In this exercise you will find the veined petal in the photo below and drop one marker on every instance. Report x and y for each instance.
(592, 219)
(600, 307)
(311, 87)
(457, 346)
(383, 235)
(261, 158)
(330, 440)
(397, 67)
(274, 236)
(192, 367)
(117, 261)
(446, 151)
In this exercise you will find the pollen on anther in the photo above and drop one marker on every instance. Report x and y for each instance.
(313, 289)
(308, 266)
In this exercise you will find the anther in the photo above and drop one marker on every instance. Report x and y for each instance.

DIRECTIONS: Quote all of the lines above word for word, with no changes.

SOLUTION:
In this exercise you will find the veined petal in the photo below and drop one marker on every instance. Report x and y for each instance.
(592, 219)
(600, 307)
(311, 87)
(457, 346)
(383, 235)
(261, 158)
(330, 440)
(397, 67)
(274, 236)
(192, 367)
(117, 261)
(446, 151)
In this exercise you will find the pollen on anther in the photo above and drop one marker on every instance. Report x and y for each instance.
(313, 289)
(308, 266)
In this exercise you will find the anther in the photo above and drop one marker on every instance. Report x and y for each instance.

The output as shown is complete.